### Exercise passage ###

Saying that their “ongoing commitment to providing the best ballpark experience includes maintaining the safety and security of our fans,” the Cincinnati Reds announced they would extend their netting to the ends of each dugout, starting in the 2018 season. Most teams currently have netting that protects the seats behind and near home plate but ends at each dugout, as MLB recommends but does not mandate for its 30 franchises.
The San Diego Padres also said they would install netting to the end of each dugout in time for the 2018 season, following “several months of planning.” The Colorado Rockies and Seattle Mariners were less specific about what they would do with their netting, but both pledged to expand it at their ballparks.
“This is an issue that we’ve been concerned about for some time,” Mariners president Kevin Mather said. “We still have some details to work out, but the bottom line is expanded netting at Safeco Field is going to happen.”
In the game between the Yankees and Minnesota Twins, players on the field were clearly upset, with some shedding tears, as medical personnel attended to the girl. Witnesses said the toddler was hit in the face by a ball off the bat of New York’s Todd Frazier, and she was taken to a hospital, where she remains in unspecified condition.

### Extracted material ###

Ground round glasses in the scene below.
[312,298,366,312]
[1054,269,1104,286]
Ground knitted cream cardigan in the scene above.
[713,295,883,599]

###

Required tasks
**1)** In the ballpark netting text, which two teams pledged to expand their netting but were less specific about their plans?
**2)** Please copy everything in the ballpark netting text from "Saying that their" down to "its 30 franchises.".

Answers provided
**1)** The Colorado Rockies and the Seattle Mariners.

**2)**
Saying that their “ongoing commitment to providing the best ballpark experience includes maintaining the safety and security of our fans,” the Cincinnati Reds announced they would extend their netting to the ends of each dugout, starting in the 2018 season. Most teams currently have netting that protects the seats behind and near home plate but ends at each dugout, as MLB recommends but does not mandate for its 30 franchises.